_EXERCISE TASKS_.
• A. For each statement about the article on Nick Clegg's Sheffield constituents, say whether it agrees with the article and quote the words that decide it: (i) the west of Sheffield is described as affluent and middle class; (ii) Ben Curran left the Liberal Democrats to join the Green Party; (iii) the Liberal Democrat conference is taking place in Liverpool.
• B. Using the article on Nick Clegg's Sheffield constituents, explain why Ben Curran's decision to switch parties could have significant consequences.

UK Politics

Nick Clegg's Sheffield constituents uneasy at coalition

"He is a turncoat. I had a wasted vote. I voted for Nick Clegg and he gave it to the Conservatives. He is not what he said he is."

Image caption Mr Clegg's Sheffield constituents have mixed feelings about the coalition

Jean from Crookes in annoyed. Walking the dogs with a friend, she is looking out over the Peak District and battling to be heard above the wind.

Sheffield Hallam is a long way from the political stereotype of South Yorkshire.

Remember the former Labour cabinet minister and Sheffield MP David Blunkett and the "socialist republic of South Yorkshire"?

It does not feel like that in the west of the city. It is affluent, middle class - and, at least for now, a safe seat for Nick Clegg. But many people here feel disorientated by the coalition government.

Poisoned chalice

On the eve of the Liberal Democrat conference in Liverpool, in which the deputy prime minister has asked his activists to be patient, a Liberal Democrat councillor elsewhere in Sheffield has said he has had enough and joined the Labour Party.

Ben Curran said he was switching parties because of the coalition government, and his decision could have significant consequences.

The Lib Dems currently run Sheffield City Council, but Mr Curran's defection means Labour, the Greens and an Independent could topple them.

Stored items
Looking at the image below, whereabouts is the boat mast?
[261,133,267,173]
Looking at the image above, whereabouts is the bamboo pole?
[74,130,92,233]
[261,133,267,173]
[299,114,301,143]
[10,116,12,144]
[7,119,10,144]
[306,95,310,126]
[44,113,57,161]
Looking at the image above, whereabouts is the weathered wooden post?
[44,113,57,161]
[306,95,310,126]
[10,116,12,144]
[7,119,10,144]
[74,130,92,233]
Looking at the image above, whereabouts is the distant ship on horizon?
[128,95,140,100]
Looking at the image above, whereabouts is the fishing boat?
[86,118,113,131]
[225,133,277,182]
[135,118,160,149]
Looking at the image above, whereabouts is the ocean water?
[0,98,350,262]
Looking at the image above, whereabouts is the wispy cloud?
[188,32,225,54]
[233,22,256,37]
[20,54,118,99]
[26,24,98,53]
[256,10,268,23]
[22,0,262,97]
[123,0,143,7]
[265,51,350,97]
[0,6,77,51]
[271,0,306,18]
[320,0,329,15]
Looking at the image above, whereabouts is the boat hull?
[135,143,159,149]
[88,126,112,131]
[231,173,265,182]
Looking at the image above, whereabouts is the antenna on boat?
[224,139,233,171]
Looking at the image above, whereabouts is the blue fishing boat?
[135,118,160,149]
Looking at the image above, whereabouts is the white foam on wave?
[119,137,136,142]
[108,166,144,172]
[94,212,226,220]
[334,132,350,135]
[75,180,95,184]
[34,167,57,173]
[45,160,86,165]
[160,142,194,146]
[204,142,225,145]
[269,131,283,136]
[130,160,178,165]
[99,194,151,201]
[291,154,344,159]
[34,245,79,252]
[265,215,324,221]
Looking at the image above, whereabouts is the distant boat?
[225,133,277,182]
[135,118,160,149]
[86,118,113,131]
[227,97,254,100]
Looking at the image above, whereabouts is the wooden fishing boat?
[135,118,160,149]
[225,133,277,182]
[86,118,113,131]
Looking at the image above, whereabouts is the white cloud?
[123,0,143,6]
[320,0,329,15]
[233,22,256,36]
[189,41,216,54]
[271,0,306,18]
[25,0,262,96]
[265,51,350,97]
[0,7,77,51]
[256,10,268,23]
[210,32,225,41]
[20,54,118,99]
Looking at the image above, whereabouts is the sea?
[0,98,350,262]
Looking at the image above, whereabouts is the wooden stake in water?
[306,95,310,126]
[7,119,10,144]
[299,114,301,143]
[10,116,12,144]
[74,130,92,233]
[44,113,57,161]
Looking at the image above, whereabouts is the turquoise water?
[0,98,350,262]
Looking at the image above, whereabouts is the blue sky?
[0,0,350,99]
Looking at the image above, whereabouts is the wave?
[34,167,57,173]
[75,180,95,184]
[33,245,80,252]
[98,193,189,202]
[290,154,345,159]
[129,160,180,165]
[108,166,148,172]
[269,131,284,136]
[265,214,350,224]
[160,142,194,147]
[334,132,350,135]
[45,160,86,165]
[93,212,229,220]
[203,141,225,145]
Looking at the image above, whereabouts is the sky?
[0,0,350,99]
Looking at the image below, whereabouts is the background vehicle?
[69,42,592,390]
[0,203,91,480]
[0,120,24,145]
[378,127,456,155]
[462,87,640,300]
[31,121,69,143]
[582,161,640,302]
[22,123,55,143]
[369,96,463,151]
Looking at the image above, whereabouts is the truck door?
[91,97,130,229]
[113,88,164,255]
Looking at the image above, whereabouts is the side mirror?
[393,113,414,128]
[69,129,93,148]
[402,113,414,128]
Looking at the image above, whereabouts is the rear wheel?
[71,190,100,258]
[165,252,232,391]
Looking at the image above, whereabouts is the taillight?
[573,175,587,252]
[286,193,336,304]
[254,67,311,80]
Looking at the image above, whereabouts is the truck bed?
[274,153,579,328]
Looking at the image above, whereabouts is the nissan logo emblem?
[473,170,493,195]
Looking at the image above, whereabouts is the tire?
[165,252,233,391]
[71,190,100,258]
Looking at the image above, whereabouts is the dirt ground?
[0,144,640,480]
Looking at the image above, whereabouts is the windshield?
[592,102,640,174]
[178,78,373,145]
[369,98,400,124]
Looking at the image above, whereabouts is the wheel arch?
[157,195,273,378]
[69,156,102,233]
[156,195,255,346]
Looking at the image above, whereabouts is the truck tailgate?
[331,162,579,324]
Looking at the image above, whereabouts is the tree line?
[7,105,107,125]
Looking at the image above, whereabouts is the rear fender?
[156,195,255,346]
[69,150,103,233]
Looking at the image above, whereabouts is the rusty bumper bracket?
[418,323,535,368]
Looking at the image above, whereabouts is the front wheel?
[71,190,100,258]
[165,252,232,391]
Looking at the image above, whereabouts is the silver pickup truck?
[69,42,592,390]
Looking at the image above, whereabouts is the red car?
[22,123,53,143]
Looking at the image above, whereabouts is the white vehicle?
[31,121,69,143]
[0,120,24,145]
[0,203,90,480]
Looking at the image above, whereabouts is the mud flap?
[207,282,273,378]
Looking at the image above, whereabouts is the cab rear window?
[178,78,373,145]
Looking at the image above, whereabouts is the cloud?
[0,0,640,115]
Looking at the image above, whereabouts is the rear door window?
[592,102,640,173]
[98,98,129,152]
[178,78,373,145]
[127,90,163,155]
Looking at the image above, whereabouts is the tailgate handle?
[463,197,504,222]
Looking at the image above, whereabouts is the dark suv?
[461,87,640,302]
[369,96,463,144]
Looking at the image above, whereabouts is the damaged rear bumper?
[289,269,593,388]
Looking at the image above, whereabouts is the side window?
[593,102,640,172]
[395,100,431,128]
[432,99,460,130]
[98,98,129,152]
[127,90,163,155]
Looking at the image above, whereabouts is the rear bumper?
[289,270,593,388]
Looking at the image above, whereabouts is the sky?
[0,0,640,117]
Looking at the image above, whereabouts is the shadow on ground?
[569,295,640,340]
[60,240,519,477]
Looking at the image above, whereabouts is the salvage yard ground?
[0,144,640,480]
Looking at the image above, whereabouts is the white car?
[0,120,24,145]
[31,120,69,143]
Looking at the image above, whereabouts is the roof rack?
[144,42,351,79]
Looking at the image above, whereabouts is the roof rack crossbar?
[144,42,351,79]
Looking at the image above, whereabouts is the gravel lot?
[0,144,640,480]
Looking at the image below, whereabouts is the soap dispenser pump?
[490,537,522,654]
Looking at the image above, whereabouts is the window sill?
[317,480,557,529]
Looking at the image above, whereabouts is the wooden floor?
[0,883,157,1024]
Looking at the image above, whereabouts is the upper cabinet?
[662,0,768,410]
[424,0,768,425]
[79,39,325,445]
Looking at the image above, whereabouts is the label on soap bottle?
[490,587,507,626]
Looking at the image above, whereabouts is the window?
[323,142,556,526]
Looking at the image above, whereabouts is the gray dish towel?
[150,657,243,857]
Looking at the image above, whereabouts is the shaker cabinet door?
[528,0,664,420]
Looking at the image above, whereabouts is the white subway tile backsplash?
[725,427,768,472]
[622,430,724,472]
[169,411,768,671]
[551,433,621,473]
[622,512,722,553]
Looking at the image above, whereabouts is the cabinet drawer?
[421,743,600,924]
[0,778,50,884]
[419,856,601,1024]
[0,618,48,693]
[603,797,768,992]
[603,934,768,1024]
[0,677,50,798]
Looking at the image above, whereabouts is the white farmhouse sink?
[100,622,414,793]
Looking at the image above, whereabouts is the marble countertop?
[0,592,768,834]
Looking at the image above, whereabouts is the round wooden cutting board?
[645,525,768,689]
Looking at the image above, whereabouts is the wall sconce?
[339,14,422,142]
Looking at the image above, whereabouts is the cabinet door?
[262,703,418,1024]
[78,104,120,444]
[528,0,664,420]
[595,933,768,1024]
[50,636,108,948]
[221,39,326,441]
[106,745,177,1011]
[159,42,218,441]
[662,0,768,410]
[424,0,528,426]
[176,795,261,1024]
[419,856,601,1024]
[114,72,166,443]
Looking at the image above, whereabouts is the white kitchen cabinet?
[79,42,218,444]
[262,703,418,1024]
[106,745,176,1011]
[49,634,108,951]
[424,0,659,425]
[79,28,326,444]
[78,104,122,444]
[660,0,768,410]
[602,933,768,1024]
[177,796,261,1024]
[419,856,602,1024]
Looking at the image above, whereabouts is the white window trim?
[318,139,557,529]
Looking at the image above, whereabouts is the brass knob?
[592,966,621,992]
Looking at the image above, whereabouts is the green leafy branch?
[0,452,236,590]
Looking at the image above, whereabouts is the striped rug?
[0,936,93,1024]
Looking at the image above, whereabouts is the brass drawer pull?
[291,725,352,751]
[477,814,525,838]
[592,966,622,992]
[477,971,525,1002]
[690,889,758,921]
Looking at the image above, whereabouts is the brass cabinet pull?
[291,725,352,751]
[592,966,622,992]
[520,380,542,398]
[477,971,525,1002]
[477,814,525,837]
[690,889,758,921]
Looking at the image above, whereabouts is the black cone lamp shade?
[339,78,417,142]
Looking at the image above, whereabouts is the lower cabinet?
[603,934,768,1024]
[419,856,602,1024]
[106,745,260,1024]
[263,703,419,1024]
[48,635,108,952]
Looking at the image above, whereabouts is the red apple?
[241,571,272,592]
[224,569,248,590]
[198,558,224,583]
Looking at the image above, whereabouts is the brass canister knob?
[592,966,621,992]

_EXERCISE RESULTS_.
• A.
(i) Yes: "It is affluent, middle class".
(ii) No: "has said he has had enough and joined the Labour Party."
(iii) Yes: "the Liberal Democrat conference in Liverpool".

• B. The Liberal Democrats currently run Sheffield City Council. Mr Curran's defection means Labour, the Greens and an Independent could topple them.